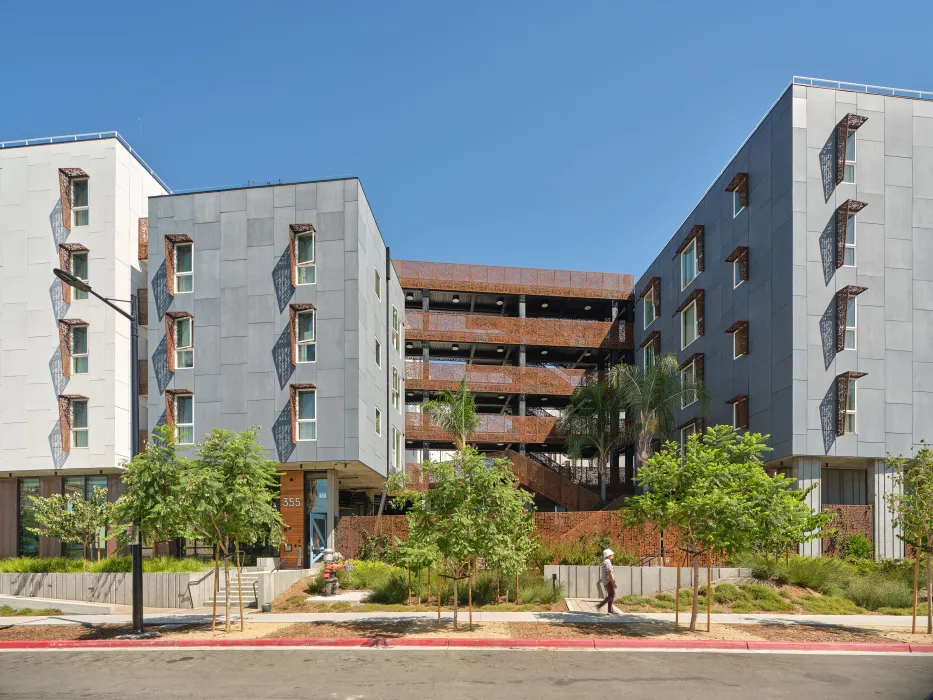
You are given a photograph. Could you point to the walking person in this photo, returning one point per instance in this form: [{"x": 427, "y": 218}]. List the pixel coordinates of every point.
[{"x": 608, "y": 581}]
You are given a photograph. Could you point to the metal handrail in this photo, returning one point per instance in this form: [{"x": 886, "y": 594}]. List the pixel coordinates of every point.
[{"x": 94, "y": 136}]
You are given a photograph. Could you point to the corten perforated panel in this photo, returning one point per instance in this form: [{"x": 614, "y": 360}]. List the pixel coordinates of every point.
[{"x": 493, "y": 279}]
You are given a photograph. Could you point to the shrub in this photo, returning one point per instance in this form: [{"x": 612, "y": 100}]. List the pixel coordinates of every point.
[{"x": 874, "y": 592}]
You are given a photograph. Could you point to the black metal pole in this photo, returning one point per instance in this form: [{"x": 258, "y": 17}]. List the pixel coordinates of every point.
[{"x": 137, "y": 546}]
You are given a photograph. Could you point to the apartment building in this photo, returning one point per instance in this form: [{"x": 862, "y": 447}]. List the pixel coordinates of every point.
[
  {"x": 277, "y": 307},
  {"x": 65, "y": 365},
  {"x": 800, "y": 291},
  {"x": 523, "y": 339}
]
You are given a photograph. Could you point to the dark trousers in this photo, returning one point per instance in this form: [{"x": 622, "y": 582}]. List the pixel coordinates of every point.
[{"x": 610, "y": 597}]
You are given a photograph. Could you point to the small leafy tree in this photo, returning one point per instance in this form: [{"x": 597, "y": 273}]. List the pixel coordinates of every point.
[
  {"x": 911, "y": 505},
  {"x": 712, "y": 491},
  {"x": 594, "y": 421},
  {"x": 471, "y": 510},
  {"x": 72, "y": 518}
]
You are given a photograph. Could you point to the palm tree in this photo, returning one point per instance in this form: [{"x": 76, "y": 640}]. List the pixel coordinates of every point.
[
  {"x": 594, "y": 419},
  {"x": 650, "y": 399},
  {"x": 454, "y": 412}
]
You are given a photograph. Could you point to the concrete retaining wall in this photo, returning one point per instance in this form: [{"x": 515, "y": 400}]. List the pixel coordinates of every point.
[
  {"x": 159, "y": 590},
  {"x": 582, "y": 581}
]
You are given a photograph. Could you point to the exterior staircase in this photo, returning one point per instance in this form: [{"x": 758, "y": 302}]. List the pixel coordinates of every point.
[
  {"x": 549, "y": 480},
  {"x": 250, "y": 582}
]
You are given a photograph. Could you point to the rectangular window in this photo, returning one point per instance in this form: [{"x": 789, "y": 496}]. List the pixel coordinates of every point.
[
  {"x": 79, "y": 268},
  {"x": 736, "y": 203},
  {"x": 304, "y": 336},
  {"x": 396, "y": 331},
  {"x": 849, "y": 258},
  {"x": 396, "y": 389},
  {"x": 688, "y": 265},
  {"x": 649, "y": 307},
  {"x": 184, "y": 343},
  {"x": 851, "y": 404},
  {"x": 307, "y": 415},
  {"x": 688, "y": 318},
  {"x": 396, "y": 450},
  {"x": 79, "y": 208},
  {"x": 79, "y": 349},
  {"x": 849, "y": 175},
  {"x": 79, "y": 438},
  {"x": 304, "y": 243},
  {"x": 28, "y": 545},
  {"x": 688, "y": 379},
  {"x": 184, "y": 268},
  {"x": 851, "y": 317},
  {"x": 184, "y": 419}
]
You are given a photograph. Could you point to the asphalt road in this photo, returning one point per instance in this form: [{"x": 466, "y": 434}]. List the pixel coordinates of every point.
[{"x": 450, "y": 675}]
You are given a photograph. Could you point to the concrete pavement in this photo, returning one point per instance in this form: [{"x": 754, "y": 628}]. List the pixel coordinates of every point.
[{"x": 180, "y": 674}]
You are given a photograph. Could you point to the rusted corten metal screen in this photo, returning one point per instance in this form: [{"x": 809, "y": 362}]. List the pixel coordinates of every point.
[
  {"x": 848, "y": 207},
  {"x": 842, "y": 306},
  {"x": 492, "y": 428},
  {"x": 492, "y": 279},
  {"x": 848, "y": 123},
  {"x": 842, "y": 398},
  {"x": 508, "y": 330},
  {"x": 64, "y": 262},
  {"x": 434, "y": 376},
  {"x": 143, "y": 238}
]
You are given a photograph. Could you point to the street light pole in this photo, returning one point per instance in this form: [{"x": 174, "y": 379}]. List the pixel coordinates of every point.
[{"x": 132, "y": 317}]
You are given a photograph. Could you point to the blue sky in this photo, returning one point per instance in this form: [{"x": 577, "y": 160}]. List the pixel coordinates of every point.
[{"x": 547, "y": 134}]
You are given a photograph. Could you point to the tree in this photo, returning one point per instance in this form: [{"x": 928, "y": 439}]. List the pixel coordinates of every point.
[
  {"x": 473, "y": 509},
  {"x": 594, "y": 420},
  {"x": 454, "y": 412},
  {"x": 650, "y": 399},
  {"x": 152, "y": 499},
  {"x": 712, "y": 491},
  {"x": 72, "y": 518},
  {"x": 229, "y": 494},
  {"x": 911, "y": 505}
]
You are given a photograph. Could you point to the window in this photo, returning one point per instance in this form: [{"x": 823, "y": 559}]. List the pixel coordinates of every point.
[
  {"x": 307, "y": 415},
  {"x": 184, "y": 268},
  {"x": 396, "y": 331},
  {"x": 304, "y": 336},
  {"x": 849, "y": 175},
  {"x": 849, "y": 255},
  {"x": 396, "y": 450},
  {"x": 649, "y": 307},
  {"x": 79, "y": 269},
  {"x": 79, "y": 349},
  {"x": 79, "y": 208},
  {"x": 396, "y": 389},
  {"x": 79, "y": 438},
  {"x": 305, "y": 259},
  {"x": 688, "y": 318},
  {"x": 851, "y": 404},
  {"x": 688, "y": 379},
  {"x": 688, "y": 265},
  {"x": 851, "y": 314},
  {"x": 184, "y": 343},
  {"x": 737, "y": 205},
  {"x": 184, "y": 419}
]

====

Each record must be quoted in full and exactly. Do not include the pictures.

The result.
You are given a photograph. Could you point to the walking person in this photo, returning one point per instance in this form: [{"x": 427, "y": 218}]. List the pixel coordinates of every point.
[{"x": 608, "y": 581}]
You are given a photograph. Could you point to the metal handrail in this photo, returning one point per instance in this form: [{"x": 886, "y": 594}]. List the pixel coordinates of every point.
[{"x": 94, "y": 136}]
You are given a photograph. Could you point to the corten perforated panel in this photo, returning one point per instance in this form: [{"x": 614, "y": 360}]. List the pixel coordinates of every point.
[{"x": 493, "y": 279}]
You are given a photograph. Could you point to the shrub in this photo, returning one point per instance in this form: [{"x": 612, "y": 100}]. List the pixel coordinates of every point.
[{"x": 874, "y": 592}]
You are given a photograph. Could you point to the black metal pole in this photo, returning one point per instance in this form: [{"x": 258, "y": 17}]. List the pixel coordinates of every point.
[{"x": 137, "y": 546}]
You are given a photograph. Could you point to the apartment building in this photo, returning one point per instance in this form: [{"x": 862, "y": 447}]. List the pixel coordinates of every point.
[
  {"x": 277, "y": 307},
  {"x": 65, "y": 365},
  {"x": 800, "y": 291},
  {"x": 523, "y": 339}
]
You are given a photograph. Could you point to the dark trousers in this photo, returning one point per instance in this form: [{"x": 622, "y": 582}]. List the pixel coordinates of every point.
[{"x": 610, "y": 597}]
You are given a photograph. Could you point to the small leafy tree in this photo, returning one point per instance in this form: [{"x": 597, "y": 273}]. List the pixel coordinates of every point.
[
  {"x": 911, "y": 505},
  {"x": 712, "y": 491},
  {"x": 594, "y": 421},
  {"x": 471, "y": 510},
  {"x": 72, "y": 518}
]
You are given a photograph. Could you point to the palm tree in this photo, returning one point per instance in this form: [{"x": 76, "y": 640}]. List the pixel coordinates of every point.
[
  {"x": 594, "y": 419},
  {"x": 650, "y": 399},
  {"x": 454, "y": 412}
]
You are given a photograph. Could you point to the concrete retaining wall in this photo, returning one point per instance in this form: [{"x": 515, "y": 400}]. List the pixel coordinates of every point.
[
  {"x": 159, "y": 590},
  {"x": 582, "y": 581}
]
You are given a photograph. Could you point to the exterior staircase in this photo, returning one point per instance in this form: [{"x": 758, "y": 302}]. List the pixel coordinates of every point.
[
  {"x": 549, "y": 480},
  {"x": 250, "y": 582}
]
You are given a photograph. Could you point to the rectangular window in this photo, returning one point per instance in this form: [{"x": 789, "y": 496}]. List the pixel coordinates of every point.
[
  {"x": 79, "y": 268},
  {"x": 736, "y": 203},
  {"x": 304, "y": 336},
  {"x": 396, "y": 331},
  {"x": 849, "y": 258},
  {"x": 396, "y": 389},
  {"x": 688, "y": 265},
  {"x": 649, "y": 307},
  {"x": 184, "y": 343},
  {"x": 851, "y": 404},
  {"x": 307, "y": 415},
  {"x": 688, "y": 318},
  {"x": 396, "y": 450},
  {"x": 79, "y": 208},
  {"x": 79, "y": 349},
  {"x": 849, "y": 175},
  {"x": 79, "y": 438},
  {"x": 304, "y": 243},
  {"x": 28, "y": 545},
  {"x": 688, "y": 379},
  {"x": 184, "y": 268},
  {"x": 851, "y": 317},
  {"x": 184, "y": 419}
]
You are given a photograph. Could you point to the asphalt road in this photo, returning one point per instance in this form: [{"x": 466, "y": 434}]. List the pixel coordinates of every point.
[{"x": 450, "y": 675}]
You are given a photograph. Could you point to the concrete pavement in this photo, returning one point per instance in this form: [{"x": 754, "y": 628}]. List the pixel coordinates of every point.
[{"x": 180, "y": 674}]
You are given a photograph. Could you point to the rusted corten metal screen in this photo, returning one point per instance in this form: [{"x": 809, "y": 362}]. List the pixel coordinates of every point.
[
  {"x": 848, "y": 207},
  {"x": 842, "y": 306},
  {"x": 492, "y": 428},
  {"x": 492, "y": 279},
  {"x": 848, "y": 123},
  {"x": 842, "y": 398},
  {"x": 508, "y": 330},
  {"x": 64, "y": 262},
  {"x": 434, "y": 376},
  {"x": 143, "y": 238}
]
You are given a photograph. Could you point to the street light pole in this photo, returning one point per instance in this form: [{"x": 174, "y": 379}]. List the pixel coordinates of every point.
[{"x": 132, "y": 317}]
You are given a photograph. Could you point to the blue sky in this photo, returning one point per instance in this form: [{"x": 577, "y": 160}]. List the pixel coordinates of every point.
[{"x": 547, "y": 134}]
You are given a photograph. Could you point to the tree in this photo, returning one point per instance in this form: [{"x": 928, "y": 439}]. List the pixel coordinates of every point.
[
  {"x": 473, "y": 509},
  {"x": 594, "y": 420},
  {"x": 454, "y": 412},
  {"x": 650, "y": 399},
  {"x": 152, "y": 499},
  {"x": 712, "y": 491},
  {"x": 72, "y": 518},
  {"x": 229, "y": 494},
  {"x": 911, "y": 505}
]
You are given a photograph. Could you point to the window in this photo, returning one point per instance in this form: [{"x": 823, "y": 559}]. List the pixel coordinates of every point.
[
  {"x": 307, "y": 415},
  {"x": 184, "y": 268},
  {"x": 396, "y": 331},
  {"x": 304, "y": 336},
  {"x": 849, "y": 175},
  {"x": 849, "y": 255},
  {"x": 396, "y": 450},
  {"x": 649, "y": 307},
  {"x": 79, "y": 269},
  {"x": 79, "y": 349},
  {"x": 79, "y": 208},
  {"x": 396, "y": 389},
  {"x": 79, "y": 438},
  {"x": 305, "y": 259},
  {"x": 688, "y": 318},
  {"x": 851, "y": 404},
  {"x": 688, "y": 379},
  {"x": 688, "y": 265},
  {"x": 851, "y": 314},
  {"x": 184, "y": 343},
  {"x": 737, "y": 205},
  {"x": 184, "y": 419}
]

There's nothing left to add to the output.